**WRITTEN INSTRUCTION 1:** In the blog post on Jane Austen's Letter 61 below, whom did Miss Sawbridge marry?

**SELECTED PASSAGE:**
________
Wednesday, January 11, 2012

A Long P.S. to Jane Austen's Letter 61: "....Miss SAWBRIDGE is married...": The Hidden Feminist Bombshell

I realized upon rereading what I wrote yesterday about my discovery of heretofore unrecognized personal connections between the great feminist historian Catherine Sawbridge Macaulay (later Graham) (1731-1791) [hereafter "CSM"] and both (i) the "Miss Sawbridge" whose recent marriage Jane Austen discussed in Letter 61, and also (ii) Jane Austen's family itself…..

http://sharpelvessociety.blogspot.com/2012/01/letter-61-miss-sawbridge-is-married.html

....that in my desire to end an already-long post, I had been far too terse in describing those connections.

I will now remedy that over-terseness, with what turns out to be a good deal of clarifying amplification, which will, I believe, make it much clearer to you as to why I am so excited about the connections between CSM and JA that I sketched in my previous post.

THE CATHERINE SAWBRIDGE MACAULAY --- MISS STRAWBRIDGE CONNECTION

First, as to the relationship of CSM to Jane Austen's "Miss Sawbridge":

Yesterday I wrote: "The Miss Sawbridge in JA's letter from 1808 was CSM's niece (the daughter of CSM's eldest brother John), was in her early to mid thirties when she married Mr. Maxwell, and was an heiress of a good fortune. CSM grew up on her father’s estate in Kent that was practically a stone’s throw from Godmersham!"
________
**MATERIAL PROVIDED:**
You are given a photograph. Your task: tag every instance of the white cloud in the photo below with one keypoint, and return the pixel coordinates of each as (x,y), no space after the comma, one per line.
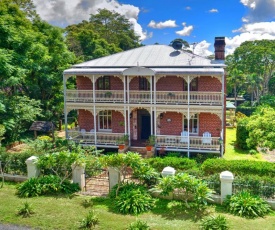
(162,25)
(213,11)
(186,31)
(250,32)
(63,12)
(260,10)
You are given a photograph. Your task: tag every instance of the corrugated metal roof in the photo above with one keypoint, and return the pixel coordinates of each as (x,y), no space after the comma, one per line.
(166,71)
(150,56)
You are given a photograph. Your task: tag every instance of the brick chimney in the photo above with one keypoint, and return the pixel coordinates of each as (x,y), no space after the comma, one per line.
(219,48)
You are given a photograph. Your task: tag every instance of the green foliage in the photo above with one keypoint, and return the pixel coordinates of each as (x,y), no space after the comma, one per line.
(255,185)
(139,225)
(188,187)
(248,110)
(90,221)
(242,134)
(14,163)
(261,128)
(47,185)
(134,201)
(178,163)
(238,167)
(26,210)
(246,205)
(218,222)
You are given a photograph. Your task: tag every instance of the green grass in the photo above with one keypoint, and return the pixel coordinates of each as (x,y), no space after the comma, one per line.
(65,213)
(233,153)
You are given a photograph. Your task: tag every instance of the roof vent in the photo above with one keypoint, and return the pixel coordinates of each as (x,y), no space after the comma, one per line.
(177,45)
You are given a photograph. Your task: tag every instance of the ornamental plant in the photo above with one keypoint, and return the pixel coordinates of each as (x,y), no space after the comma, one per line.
(246,205)
(214,223)
(188,187)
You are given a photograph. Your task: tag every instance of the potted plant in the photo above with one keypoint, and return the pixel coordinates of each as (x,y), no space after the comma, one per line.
(150,142)
(122,141)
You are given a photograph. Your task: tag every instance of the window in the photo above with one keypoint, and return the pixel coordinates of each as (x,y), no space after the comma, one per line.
(193,85)
(105,120)
(193,124)
(103,83)
(143,84)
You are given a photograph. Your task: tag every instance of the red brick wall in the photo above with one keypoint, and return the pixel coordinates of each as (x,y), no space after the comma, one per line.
(171,128)
(134,84)
(116,83)
(84,83)
(209,84)
(117,117)
(209,123)
(85,119)
(170,83)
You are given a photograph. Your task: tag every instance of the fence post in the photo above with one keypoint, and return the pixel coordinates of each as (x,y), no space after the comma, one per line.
(226,178)
(32,169)
(114,177)
(79,175)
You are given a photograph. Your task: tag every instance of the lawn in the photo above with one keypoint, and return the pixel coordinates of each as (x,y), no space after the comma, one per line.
(233,153)
(65,213)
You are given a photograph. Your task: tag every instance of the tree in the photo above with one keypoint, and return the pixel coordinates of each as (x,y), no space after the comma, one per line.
(115,28)
(256,58)
(261,127)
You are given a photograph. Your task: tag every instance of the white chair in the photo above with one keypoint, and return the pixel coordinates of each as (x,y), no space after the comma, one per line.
(184,137)
(206,138)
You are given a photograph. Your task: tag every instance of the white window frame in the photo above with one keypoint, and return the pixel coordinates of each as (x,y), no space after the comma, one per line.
(109,116)
(192,123)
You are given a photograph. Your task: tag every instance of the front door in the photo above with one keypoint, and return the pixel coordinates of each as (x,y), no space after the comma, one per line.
(145,127)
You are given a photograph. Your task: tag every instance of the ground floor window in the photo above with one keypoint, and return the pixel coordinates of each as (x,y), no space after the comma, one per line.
(193,124)
(105,120)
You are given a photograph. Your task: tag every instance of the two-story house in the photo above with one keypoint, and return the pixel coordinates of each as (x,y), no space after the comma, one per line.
(177,96)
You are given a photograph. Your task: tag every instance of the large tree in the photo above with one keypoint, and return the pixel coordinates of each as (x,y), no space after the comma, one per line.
(256,60)
(33,55)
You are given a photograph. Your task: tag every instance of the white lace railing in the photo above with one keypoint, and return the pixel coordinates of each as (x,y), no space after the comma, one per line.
(162,97)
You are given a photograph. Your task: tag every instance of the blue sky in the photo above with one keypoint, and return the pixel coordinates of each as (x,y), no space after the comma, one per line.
(161,21)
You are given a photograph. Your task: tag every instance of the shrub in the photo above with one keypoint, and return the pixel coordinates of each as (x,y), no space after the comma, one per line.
(47,185)
(134,201)
(14,163)
(214,223)
(26,210)
(239,167)
(90,221)
(242,133)
(139,225)
(178,163)
(246,205)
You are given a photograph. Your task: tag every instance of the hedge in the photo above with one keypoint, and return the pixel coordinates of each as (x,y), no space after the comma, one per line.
________
**WRITTEN INSTRUCTION 2:** Gather every line of the records above that contains the word "plant", and copy each one out.

**COMPLETE OUTPUT 1:** Mr. Maxwell

**COMPLETE OUTPUT 2:**
You are given a photograph. Your task: tag every instance of the ornamental plant in the photo above with one keypoint, and return the pixel coordinates of each as (x,y), no space after the comma, one per line.
You are given a photograph. Your task: tag every instance of the potted plant in the photo above with one keypoint, and return the pixel coordinates of each as (x,y), no space after the comma, one per line.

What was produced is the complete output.